▶ _What needs to be done_: Every line below that carries the word "building" needs to be copied.

▶ _Extracted information_:
◆ ◆ ◆ ◆
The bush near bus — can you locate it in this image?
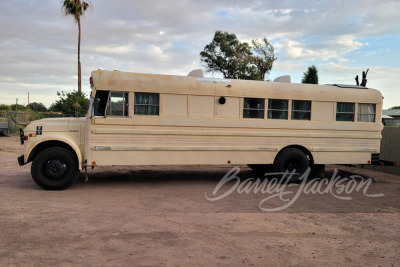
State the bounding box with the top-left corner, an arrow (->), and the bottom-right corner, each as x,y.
0,104 -> 11,111
29,102 -> 47,112
49,90 -> 89,116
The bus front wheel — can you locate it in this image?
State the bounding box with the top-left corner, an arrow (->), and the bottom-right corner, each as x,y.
273,148 -> 310,182
31,147 -> 79,190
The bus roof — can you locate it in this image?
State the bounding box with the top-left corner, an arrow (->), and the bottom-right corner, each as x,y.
91,69 -> 383,104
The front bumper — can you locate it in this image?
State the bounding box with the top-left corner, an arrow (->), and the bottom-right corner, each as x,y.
18,155 -> 25,166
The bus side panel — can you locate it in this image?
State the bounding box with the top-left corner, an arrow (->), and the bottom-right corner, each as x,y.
88,125 -> 380,166
90,151 -> 276,166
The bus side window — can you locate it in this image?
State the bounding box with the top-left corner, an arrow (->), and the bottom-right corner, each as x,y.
105,92 -> 129,117
358,103 -> 376,122
292,100 -> 311,120
336,102 -> 355,122
243,98 -> 265,119
134,92 -> 160,115
268,99 -> 288,120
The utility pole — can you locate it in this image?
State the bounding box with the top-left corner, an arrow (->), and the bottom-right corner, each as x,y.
27,93 -> 30,109
15,98 -> 18,113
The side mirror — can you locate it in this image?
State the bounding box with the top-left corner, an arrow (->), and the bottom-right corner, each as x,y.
19,128 -> 24,145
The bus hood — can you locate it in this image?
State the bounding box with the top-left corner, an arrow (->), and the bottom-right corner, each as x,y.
25,117 -> 86,133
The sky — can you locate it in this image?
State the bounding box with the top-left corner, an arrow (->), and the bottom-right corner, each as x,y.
0,0 -> 399,109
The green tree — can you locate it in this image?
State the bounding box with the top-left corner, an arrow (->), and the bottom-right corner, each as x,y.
248,38 -> 275,80
0,104 -> 10,111
62,0 -> 92,93
389,106 -> 400,109
200,31 -> 275,80
301,65 -> 319,84
28,102 -> 48,112
200,31 -> 252,79
9,104 -> 27,111
49,90 -> 89,116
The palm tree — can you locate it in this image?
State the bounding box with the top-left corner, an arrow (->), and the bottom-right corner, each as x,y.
62,0 -> 91,93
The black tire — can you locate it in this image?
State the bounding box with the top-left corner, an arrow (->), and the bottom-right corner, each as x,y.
247,164 -> 273,174
273,148 -> 310,182
31,147 -> 79,190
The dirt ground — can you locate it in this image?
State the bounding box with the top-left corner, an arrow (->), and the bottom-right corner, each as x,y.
0,135 -> 399,266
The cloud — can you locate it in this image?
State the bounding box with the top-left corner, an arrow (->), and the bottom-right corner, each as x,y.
92,45 -> 133,55
280,35 -> 364,61
338,58 -> 349,63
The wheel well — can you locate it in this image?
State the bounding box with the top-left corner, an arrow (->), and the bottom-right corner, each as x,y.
275,145 -> 315,166
27,140 -> 78,164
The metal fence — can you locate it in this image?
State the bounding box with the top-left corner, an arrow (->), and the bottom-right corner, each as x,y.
365,126 -> 400,175
385,120 -> 400,127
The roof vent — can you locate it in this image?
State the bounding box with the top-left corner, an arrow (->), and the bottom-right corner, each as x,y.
188,69 -> 204,77
273,75 -> 291,83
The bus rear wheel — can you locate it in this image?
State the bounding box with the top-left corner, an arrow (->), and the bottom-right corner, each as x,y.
31,147 -> 79,190
273,148 -> 310,182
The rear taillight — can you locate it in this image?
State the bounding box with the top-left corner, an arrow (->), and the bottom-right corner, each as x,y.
90,77 -> 93,88
24,136 -> 28,140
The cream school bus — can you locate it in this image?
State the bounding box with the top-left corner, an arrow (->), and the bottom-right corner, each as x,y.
18,69 -> 383,190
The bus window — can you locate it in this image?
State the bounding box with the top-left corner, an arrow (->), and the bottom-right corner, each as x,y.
292,100 -> 311,120
268,99 -> 288,120
243,98 -> 265,119
93,90 -> 109,117
358,103 -> 376,122
106,92 -> 129,117
336,102 -> 355,122
134,92 -> 159,115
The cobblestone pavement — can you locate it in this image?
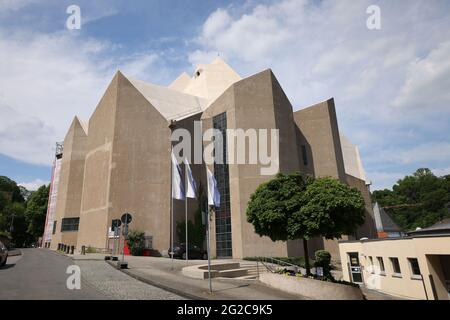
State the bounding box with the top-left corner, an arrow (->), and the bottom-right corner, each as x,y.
76,260 -> 186,300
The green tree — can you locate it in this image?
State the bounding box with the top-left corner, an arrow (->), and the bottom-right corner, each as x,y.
246,173 -> 311,271
25,184 -> 49,241
372,168 -> 450,231
247,173 -> 366,276
0,176 -> 25,203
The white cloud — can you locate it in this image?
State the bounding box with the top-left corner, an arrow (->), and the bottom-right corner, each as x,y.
202,9 -> 231,39
366,171 -> 406,191
369,142 -> 450,166
192,0 -> 450,190
432,167 -> 450,177
393,41 -> 450,110
0,30 -> 163,165
0,0 -> 36,12
18,178 -> 49,191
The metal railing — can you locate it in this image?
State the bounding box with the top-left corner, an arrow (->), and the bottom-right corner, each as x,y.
255,257 -> 302,278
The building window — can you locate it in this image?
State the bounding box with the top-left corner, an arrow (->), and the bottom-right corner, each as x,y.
377,256 -> 385,273
390,257 -> 402,276
368,256 -> 374,273
52,221 -> 57,235
408,258 -> 421,277
301,145 -> 308,166
61,217 -> 80,232
213,112 -> 232,258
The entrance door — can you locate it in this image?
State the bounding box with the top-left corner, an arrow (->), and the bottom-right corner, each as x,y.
348,252 -> 363,283
439,255 -> 450,298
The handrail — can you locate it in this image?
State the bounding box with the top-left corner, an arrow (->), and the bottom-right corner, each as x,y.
256,257 -> 302,274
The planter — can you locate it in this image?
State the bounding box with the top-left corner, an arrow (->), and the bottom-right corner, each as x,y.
260,272 -> 364,300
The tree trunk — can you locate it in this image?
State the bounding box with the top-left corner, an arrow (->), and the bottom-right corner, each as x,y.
302,238 -> 311,276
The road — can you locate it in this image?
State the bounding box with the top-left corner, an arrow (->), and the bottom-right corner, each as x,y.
0,248 -> 184,300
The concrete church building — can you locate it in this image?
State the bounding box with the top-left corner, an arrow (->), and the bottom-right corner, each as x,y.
44,58 -> 376,260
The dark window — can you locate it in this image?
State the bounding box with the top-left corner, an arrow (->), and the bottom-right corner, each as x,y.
301,145 -> 308,166
213,112 -> 232,258
52,221 -> 57,234
377,257 -> 385,272
61,218 -> 80,232
390,257 -> 401,274
408,258 -> 421,276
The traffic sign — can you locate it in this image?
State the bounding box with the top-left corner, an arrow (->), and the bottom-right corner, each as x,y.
121,213 -> 132,224
111,219 -> 121,231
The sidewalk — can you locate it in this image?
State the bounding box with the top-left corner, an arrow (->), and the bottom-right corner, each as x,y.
70,253 -> 307,300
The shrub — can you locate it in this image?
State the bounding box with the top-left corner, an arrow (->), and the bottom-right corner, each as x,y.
126,230 -> 145,256
314,250 -> 334,281
85,246 -> 97,253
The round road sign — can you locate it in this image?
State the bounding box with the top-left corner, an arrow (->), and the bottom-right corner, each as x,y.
121,212 -> 132,224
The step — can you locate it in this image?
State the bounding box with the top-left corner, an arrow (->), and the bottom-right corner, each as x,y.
218,268 -> 251,278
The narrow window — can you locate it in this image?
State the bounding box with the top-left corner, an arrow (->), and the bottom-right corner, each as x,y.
377,257 -> 385,272
301,145 -> 308,166
408,258 -> 421,276
52,221 -> 57,235
390,257 -> 401,275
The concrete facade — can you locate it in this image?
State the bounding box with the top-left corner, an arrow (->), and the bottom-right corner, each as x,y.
46,58 -> 375,260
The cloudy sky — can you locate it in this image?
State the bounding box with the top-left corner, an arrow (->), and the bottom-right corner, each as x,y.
1,0 -> 449,191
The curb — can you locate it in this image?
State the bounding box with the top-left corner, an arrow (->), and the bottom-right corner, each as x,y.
7,249 -> 22,257
105,260 -> 205,300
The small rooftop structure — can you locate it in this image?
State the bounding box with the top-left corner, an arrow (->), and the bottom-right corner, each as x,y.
407,218 -> 450,237
373,202 -> 403,238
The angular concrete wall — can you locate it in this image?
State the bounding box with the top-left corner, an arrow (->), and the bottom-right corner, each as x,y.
106,72 -> 172,253
293,99 -> 346,181
202,69 -> 301,258
77,73 -> 119,250
50,117 -> 87,250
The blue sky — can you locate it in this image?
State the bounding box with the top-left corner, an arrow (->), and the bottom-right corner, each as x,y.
1,0 -> 450,190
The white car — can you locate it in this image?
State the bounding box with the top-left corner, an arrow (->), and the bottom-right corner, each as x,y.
0,241 -> 8,267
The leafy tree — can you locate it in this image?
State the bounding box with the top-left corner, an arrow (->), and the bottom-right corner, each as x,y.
372,168 -> 450,231
247,173 -> 365,275
0,176 -> 25,203
25,184 -> 49,240
247,173 -> 309,270
126,230 -> 145,256
291,177 -> 366,274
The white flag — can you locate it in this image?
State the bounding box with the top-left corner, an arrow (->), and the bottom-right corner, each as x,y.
171,151 -> 184,200
206,167 -> 220,207
184,158 -> 197,199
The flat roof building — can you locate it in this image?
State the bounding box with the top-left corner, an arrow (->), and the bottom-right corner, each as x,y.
43,59 -> 376,260
339,221 -> 450,300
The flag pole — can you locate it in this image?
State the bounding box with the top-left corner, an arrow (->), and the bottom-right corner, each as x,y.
170,146 -> 174,271
207,205 -> 213,293
185,161 -> 189,265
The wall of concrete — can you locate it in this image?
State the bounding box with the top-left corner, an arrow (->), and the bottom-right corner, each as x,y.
76,73 -> 118,251
201,69 -> 301,259
50,117 -> 87,250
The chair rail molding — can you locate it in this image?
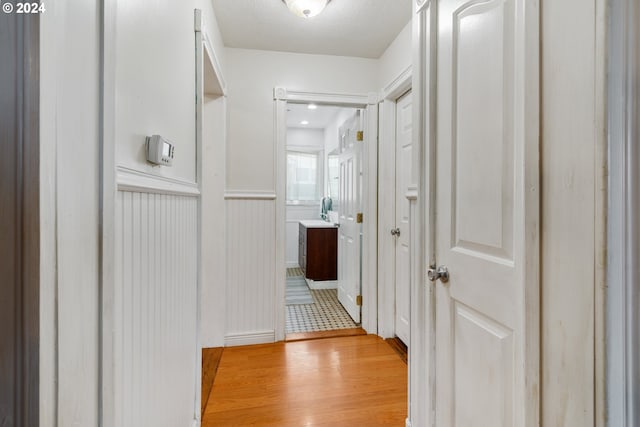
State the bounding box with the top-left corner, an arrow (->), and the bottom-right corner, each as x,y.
116,166 -> 200,197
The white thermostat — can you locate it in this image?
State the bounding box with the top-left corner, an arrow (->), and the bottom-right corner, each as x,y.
146,135 -> 174,166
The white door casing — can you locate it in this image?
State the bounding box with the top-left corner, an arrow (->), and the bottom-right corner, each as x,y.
433,0 -> 539,426
394,90 -> 412,345
338,110 -> 363,324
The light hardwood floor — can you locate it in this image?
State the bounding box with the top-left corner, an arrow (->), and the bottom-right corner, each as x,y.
202,335 -> 408,427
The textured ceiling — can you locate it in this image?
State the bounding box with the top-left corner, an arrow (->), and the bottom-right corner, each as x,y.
211,0 -> 412,58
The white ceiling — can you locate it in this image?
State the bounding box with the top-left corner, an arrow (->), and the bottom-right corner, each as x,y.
211,0 -> 412,59
286,103 -> 353,129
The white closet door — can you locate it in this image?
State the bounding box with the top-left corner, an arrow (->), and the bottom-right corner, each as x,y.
433,0 -> 539,426
394,90 -> 412,345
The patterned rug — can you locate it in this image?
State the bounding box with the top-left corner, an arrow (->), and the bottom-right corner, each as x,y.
285,276 -> 314,305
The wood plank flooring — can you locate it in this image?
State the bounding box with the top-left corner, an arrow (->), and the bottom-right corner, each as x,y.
285,327 -> 367,342
384,337 -> 408,365
201,347 -> 224,416
202,335 -> 408,427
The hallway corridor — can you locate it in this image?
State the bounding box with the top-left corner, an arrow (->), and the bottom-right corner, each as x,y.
202,335 -> 408,426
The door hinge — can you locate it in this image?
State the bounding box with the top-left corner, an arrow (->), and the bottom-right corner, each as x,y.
356,295 -> 362,306
356,130 -> 364,141
356,213 -> 363,223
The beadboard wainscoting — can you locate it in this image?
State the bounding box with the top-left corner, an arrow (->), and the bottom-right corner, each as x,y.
114,169 -> 200,426
225,193 -> 277,346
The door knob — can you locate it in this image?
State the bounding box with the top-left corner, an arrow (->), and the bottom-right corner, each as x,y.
391,228 -> 401,236
427,265 -> 449,283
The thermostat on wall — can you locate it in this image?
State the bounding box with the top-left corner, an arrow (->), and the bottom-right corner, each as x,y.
146,134 -> 174,166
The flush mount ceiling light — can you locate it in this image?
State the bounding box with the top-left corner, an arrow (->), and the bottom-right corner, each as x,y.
307,104 -> 318,110
282,0 -> 331,19
301,120 -> 309,125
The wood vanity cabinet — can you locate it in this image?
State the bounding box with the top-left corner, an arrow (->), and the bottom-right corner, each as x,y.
298,223 -> 338,281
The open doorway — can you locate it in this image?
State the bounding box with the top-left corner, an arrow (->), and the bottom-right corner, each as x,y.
284,103 -> 364,338
274,89 -> 379,342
◆ ◆ ◆ ◆
▶ _Task answer_:
The building window — can you locate it in this image?
The concrete church building — can you locate it in this image?
The flat roof building — can you locate it in this image?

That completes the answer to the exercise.